### EXERCISE DETAILS:
Beginning at the line that includes "Exercise. Find the mossy" in the entries below, print each line exactly as it appears, through the last one.

### MATERIALS PROVIDED:
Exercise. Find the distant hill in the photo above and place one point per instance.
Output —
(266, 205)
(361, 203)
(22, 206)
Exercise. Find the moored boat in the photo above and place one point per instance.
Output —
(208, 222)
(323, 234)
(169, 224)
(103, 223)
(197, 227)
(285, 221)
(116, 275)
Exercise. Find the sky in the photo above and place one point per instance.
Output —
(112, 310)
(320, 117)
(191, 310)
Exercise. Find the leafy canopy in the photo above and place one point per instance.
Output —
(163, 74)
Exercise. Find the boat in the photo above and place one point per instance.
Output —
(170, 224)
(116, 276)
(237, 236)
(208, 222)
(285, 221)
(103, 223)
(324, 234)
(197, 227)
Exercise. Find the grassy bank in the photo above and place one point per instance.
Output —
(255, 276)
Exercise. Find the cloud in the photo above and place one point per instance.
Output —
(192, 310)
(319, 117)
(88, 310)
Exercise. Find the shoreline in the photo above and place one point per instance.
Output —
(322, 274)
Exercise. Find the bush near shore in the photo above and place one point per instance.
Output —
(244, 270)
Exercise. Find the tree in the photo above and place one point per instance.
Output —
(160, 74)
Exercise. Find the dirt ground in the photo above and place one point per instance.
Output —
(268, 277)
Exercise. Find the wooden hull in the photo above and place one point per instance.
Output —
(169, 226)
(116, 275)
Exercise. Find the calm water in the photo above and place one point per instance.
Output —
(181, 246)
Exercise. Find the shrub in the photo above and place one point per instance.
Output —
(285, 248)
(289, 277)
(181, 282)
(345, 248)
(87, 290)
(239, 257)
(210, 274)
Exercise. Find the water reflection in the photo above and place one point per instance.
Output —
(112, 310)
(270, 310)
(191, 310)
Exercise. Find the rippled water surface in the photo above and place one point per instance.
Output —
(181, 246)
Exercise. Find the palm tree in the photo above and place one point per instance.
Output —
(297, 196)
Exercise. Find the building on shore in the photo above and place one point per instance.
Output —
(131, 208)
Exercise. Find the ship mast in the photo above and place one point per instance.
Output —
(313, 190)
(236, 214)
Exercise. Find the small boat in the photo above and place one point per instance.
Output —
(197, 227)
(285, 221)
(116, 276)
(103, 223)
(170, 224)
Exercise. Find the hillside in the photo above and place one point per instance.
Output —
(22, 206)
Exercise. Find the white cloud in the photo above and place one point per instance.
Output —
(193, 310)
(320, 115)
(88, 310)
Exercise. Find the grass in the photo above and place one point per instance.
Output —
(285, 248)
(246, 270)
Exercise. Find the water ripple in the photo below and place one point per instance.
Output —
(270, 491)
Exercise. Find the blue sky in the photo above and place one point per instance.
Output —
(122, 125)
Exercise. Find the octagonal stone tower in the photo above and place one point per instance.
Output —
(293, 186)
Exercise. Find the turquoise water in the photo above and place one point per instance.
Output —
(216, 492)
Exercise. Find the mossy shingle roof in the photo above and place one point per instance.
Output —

### WRITTEN SOLUTION:
Exercise. Find the mossy shingle roof in the photo above and place one point per instance.
Output —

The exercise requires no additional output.